======== Study text ========
Middle East

Iraqi forces hunt IS militants in Kirkuk

Iraqi forces have taken control of Kirkuk after Islamic State extremists mounted a major offensive, attacking several facilities including a power plant.

Iraqi forces are hunting for fighters of Islamic State in Kirkuk, a day after the militant group launched multiple attacks in the oil-rich city.

Government and Kurdish forces were carrying out a mop-up operation in several neighbourhoods in search for Islamic State fighters who might have been injured during clashes in the city, a security source says.

Other suicide militants blew themselves up while they were besieged by security forces, the source said on condition of anonymity.

Islamic State extremists on Friday mounted a major offensive in Kirkuk, attacking several facilities including a power plant in response to an ongoing onslaught by Iraqi forces to retake Mosul, the radical militia's key stronghold in the country.

"The security situation in Kirkuk is heading towards stability," a local police officer said. "Our forces are in full control of the city."

At least 47 Iraqi troops and 39 militants have been killed in the Kirkuk violence, according to a local security source. Kirkuk is located around 170km from Mosul, which has been under Islamic State's control since mid-2014.
========
Your tasks -
1 – Answer these questions using the article on the Kirkuk attacks:
(a) Which facility does the article name among those the militants attacked?
(b) About how far is Kirkuk from Mosul?
(c) How many Iraqi troops have been killed in the Kirkuk violence, according to the local security source?
2 – Proceed with the article on the Kirkuk attacks, writing on from its final sentence.
======== Supplied entries ========
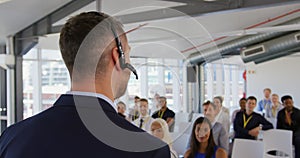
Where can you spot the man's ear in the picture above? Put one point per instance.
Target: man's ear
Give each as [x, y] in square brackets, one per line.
[115, 57]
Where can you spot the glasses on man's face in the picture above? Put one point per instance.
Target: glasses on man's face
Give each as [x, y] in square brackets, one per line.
[122, 61]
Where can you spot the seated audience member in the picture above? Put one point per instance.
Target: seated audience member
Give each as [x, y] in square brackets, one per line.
[222, 113]
[273, 108]
[121, 107]
[165, 113]
[220, 135]
[262, 104]
[160, 129]
[242, 103]
[155, 103]
[134, 112]
[289, 119]
[144, 121]
[247, 124]
[202, 143]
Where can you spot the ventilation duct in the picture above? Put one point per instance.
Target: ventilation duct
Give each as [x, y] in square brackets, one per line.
[215, 53]
[271, 49]
[277, 55]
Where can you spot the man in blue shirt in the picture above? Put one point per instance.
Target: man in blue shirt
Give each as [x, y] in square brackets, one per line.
[289, 119]
[262, 104]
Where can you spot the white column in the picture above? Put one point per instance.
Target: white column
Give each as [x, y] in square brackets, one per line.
[227, 86]
[235, 85]
[185, 87]
[219, 80]
[176, 90]
[144, 80]
[161, 74]
[37, 84]
[10, 89]
[209, 82]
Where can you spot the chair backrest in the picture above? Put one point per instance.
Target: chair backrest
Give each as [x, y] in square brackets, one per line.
[245, 148]
[273, 121]
[278, 140]
[180, 141]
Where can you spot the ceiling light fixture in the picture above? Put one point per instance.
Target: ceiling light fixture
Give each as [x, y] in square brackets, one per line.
[4, 1]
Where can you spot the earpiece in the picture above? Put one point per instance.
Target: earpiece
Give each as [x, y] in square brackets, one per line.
[122, 61]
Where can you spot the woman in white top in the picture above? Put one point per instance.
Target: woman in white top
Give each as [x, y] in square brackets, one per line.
[160, 129]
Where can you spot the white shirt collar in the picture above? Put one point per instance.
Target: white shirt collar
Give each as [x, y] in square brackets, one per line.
[91, 94]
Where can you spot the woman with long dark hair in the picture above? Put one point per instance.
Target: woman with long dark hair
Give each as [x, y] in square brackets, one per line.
[202, 142]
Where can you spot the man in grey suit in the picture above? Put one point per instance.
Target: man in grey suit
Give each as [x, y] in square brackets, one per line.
[84, 122]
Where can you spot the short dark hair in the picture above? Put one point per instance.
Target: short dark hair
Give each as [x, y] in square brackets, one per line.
[74, 33]
[164, 98]
[252, 98]
[206, 103]
[120, 102]
[285, 97]
[243, 99]
[144, 100]
[267, 89]
[219, 98]
[136, 97]
[194, 144]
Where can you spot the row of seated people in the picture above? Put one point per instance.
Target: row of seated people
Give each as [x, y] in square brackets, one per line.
[247, 123]
[141, 117]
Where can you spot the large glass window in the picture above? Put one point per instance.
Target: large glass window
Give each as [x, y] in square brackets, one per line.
[161, 76]
[45, 78]
[235, 88]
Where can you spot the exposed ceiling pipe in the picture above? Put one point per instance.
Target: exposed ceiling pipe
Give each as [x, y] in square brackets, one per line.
[272, 49]
[215, 53]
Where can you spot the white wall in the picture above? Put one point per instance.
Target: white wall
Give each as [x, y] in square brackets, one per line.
[281, 75]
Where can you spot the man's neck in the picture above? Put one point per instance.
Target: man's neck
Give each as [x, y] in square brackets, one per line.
[87, 86]
[163, 108]
[203, 147]
[289, 109]
[249, 112]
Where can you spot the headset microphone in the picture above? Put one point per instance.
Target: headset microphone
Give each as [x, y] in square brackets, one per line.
[122, 61]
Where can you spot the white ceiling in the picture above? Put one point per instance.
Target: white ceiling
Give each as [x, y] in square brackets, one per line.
[16, 15]
[160, 38]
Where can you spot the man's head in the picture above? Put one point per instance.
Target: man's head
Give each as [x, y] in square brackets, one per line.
[136, 100]
[205, 106]
[210, 110]
[242, 103]
[218, 102]
[267, 92]
[275, 98]
[163, 102]
[121, 107]
[90, 52]
[251, 103]
[143, 106]
[288, 102]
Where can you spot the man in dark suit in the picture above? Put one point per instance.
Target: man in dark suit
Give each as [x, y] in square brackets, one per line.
[248, 123]
[288, 118]
[84, 123]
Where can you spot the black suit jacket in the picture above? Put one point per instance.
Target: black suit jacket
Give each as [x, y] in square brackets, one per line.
[62, 132]
[295, 126]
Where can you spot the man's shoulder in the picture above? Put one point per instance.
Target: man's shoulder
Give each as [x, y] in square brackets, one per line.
[281, 111]
[170, 111]
[239, 113]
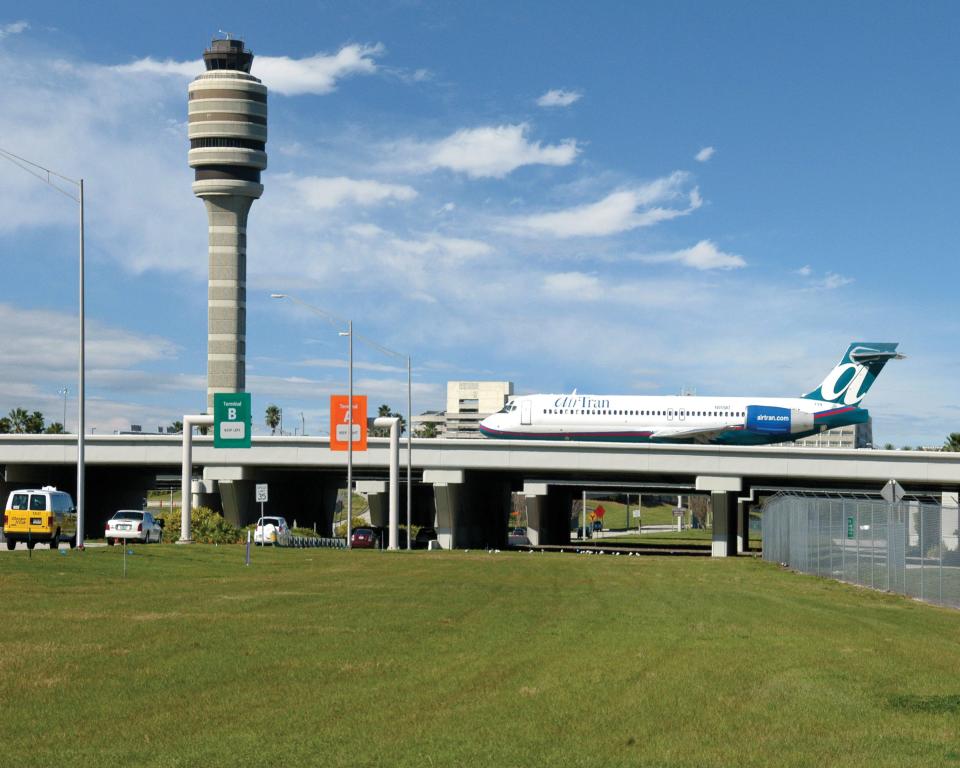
========
Replies -
1 –
(a) A power plant.
(b) Around 170km.
(c) At least 47.

2 –
Government forces, backed by Kurdish forces and a US-led air alliance, started a long-awaited campaign on Monday to drive Islamic State from Mosul, Iraq's second-biggest city.

Iraqi troops on Saturday mounted a major attack to recapture a mostly Christian town near Mosul from Islamic State, state television al-Iraqi reported.

The Ninth Armoured Division, backed by US-led warplanes, stormed the town of Hamdaniyah, around 20km southeast of Mosul, the broadcaster said.

The forces reached the centre of Hamdaniyah, also known as Qaraqosh, retook the town's main hospital and raised the Iraqi flag over it.

Islamic State seized Hamdaniyah in August 2014, forcing a mass exodus from the town.

US Defense Secretary Ashton Carter arrived in Baghdad on Saturday for a surprise visit to discuss progress in the Mosul campaign.

Carter was expected to meet Iraqi Prime Minister Haider al-Abadi, who on Saturday called for unity against Islamic State.